- [Data extract]
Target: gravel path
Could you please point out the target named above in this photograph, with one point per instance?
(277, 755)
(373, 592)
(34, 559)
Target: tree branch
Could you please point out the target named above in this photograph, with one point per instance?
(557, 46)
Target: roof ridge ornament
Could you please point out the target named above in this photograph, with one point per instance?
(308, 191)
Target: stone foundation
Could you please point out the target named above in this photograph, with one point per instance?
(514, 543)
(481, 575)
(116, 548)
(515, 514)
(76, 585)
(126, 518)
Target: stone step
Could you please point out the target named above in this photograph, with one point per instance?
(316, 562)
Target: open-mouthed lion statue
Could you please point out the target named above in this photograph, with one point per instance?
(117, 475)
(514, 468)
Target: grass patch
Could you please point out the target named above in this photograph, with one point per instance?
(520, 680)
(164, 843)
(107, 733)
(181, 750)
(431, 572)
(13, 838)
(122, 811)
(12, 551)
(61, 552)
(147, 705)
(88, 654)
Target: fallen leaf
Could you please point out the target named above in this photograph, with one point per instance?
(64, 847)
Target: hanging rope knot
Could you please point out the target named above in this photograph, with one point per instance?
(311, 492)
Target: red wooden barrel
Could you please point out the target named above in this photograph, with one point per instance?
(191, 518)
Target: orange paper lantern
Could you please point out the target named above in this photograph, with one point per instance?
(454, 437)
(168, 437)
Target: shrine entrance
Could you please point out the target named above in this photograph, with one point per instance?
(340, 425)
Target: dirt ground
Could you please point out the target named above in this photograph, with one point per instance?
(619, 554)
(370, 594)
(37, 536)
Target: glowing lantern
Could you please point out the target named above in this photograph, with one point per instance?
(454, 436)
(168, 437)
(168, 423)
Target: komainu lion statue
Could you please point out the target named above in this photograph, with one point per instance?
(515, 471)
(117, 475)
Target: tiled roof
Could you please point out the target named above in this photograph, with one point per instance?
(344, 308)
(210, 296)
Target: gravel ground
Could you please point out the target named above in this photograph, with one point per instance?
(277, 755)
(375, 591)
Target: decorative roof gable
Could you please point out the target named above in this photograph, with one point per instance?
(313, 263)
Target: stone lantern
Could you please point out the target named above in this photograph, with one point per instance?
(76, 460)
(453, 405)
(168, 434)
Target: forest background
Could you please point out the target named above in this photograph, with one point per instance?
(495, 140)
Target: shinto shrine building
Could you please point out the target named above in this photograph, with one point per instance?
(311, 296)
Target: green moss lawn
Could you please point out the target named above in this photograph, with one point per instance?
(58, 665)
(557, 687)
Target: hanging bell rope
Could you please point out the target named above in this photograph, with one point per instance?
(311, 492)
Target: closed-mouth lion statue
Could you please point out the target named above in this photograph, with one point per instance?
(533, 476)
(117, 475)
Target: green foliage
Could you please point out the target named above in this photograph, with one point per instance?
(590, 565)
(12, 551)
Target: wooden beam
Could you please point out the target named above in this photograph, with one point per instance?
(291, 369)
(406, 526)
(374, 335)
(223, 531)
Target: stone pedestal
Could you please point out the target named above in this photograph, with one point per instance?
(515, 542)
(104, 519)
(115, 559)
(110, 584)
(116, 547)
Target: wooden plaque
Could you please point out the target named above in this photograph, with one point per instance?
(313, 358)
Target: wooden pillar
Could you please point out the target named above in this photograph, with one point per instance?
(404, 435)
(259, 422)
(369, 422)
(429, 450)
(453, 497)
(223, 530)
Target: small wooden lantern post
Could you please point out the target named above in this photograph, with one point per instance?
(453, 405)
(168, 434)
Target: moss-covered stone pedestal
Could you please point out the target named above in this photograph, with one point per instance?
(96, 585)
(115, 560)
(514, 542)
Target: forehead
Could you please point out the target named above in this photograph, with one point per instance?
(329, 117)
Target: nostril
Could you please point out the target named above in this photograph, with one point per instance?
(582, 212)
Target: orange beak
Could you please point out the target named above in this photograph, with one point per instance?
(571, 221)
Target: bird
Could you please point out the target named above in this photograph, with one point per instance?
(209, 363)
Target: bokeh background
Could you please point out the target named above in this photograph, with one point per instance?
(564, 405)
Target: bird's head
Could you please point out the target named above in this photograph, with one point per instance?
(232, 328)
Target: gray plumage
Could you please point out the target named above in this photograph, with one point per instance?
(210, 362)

- [Required work] Repeat the material word for word.

- [Response to the exercise]
Target: gravel path
Could you please point out the target named above in this photograph, with one point per instance?
(277, 755)
(373, 592)
(34, 559)
Target: tree branch
Could you please point out the target named above in this photograph, with one point per instance?
(557, 46)
Target: roof ridge ornament
Could you please point out the target named above in this photograph, with one point per instance?
(308, 191)
Target: stone foundation
Could you please point out the target named above in this photograph, with one point per instance?
(514, 543)
(481, 575)
(116, 548)
(515, 514)
(76, 585)
(126, 518)
Target: stone step
Could you please point out the target named above in this photograph, with one point per instance?
(316, 562)
Target: open-mouthed lion statue
Could you please point out the target named above in this photograph, with one point per instance?
(117, 475)
(514, 468)
Target: grass patch
Could you please point out the target named above in this photograph, with one point per instance?
(520, 680)
(164, 843)
(107, 733)
(181, 750)
(431, 572)
(13, 838)
(122, 811)
(12, 551)
(61, 552)
(147, 705)
(88, 654)
Target: fallen leaf
Could you please point out the target named above in this photograph, with one point per instance?
(64, 847)
Target: hanging rope knot
Could you please point out the target named above in this photograph, with one point per instance?
(311, 492)
Target: red wooden barrel
Could you please point out the target named above in this photograph, with one point per instance?
(191, 518)
Target: orange paper lantern
Could you please point out the target named above in this photograph, with one point per instance?
(454, 437)
(168, 437)
Target: shrine entrance
Could you please point out the target named above in this photograph, with one point per instance?
(340, 425)
Target: dirt ground
Could you please point out the target named above in this photograph, with one point per instance?
(619, 554)
(370, 594)
(37, 536)
Target: glowing lantern
Could you please point out the target named above in this photograph, with one point per instance?
(454, 436)
(168, 437)
(168, 423)
Target: komainu lion statue
Could you please point out the target named above in this photograph, with one point per instance?
(515, 471)
(117, 475)
Target: tiled roof
Could you please point out the target named above in this photograph, with one point per instance?
(344, 308)
(210, 296)
Target: gravel ground
Could you please point out the target named above in this photograph, with one point per instance?
(277, 755)
(375, 591)
Target: decorative roof gable
Could you please point out the target named above in this photograph, with one point per instance?
(313, 263)
Target: stone lantern
Could you please point out the target named above in this photograph, with one point per instance?
(76, 460)
(453, 405)
(168, 434)
Target: forest background
Could you please point out the target named above in this photograph, with one point per instance?
(495, 140)
Target: shinto shrine building
Could you please point out the target named above in this photograph, with one point per instance?
(311, 296)
Target: green moss lawn
Could you please point out the target named above in this photograph, with one point per instance?
(58, 665)
(557, 687)
Target: hanging bell rope
Could you please point out the target named above in this photograph, with one point per instance?
(311, 492)
Target: closed-mouth lion statue
Could you please point out the target named above in this photograph, with one point per instance?
(533, 476)
(117, 475)
Target: green foliage
Could you please point out the target named above in this photograph, with one point per instance?
(590, 565)
(12, 551)
Target: wooden beam
Could you please point out the target named above in this photograph, with one point per instance?
(291, 369)
(406, 526)
(374, 335)
(223, 531)
Target: stone pedestal
Could you please point out the target named above in this photograph, with one point per instance?
(515, 542)
(104, 519)
(115, 559)
(110, 584)
(116, 547)
Target: wooden plaque
Could you please point out the target named above in this photograph, with one point per instance?
(313, 358)
Target: wooden pillar
Could you please point out the target named above in this photograph, with one point per instance?
(404, 435)
(259, 422)
(369, 422)
(429, 450)
(453, 497)
(223, 530)
Target: small wooden lantern post
Could you please point out the target named above in this photograph, with one point per instance?
(453, 405)
(168, 434)
Target: moss-covered stone pedestal
Could you please point out the target named above in this photograph, with one point per instance?
(96, 585)
(115, 560)
(514, 542)
Target: forehead
Could you please point out the target named above in this photograph, with one point per instance?
(329, 117)
Target: nostril
Could you please point out the target named above in this photograph, with one point per instance?
(582, 212)
Target: orange beak
Could you please point out the target named above in this photograph, with one point per instance?
(571, 221)
Target: bird
Could you please point out the target named above in this photograph, with one point per instance?
(209, 363)
Target: bokeh background
Could you please point out the target named above in this photograph, with one point per instance?
(564, 405)
Target: bird's head
Could you please point out the target named above in this photograph, with one point per instance?
(232, 328)
Target: gray plumage
Could you please point out the target named above in this photograph, with one point per instance?
(210, 362)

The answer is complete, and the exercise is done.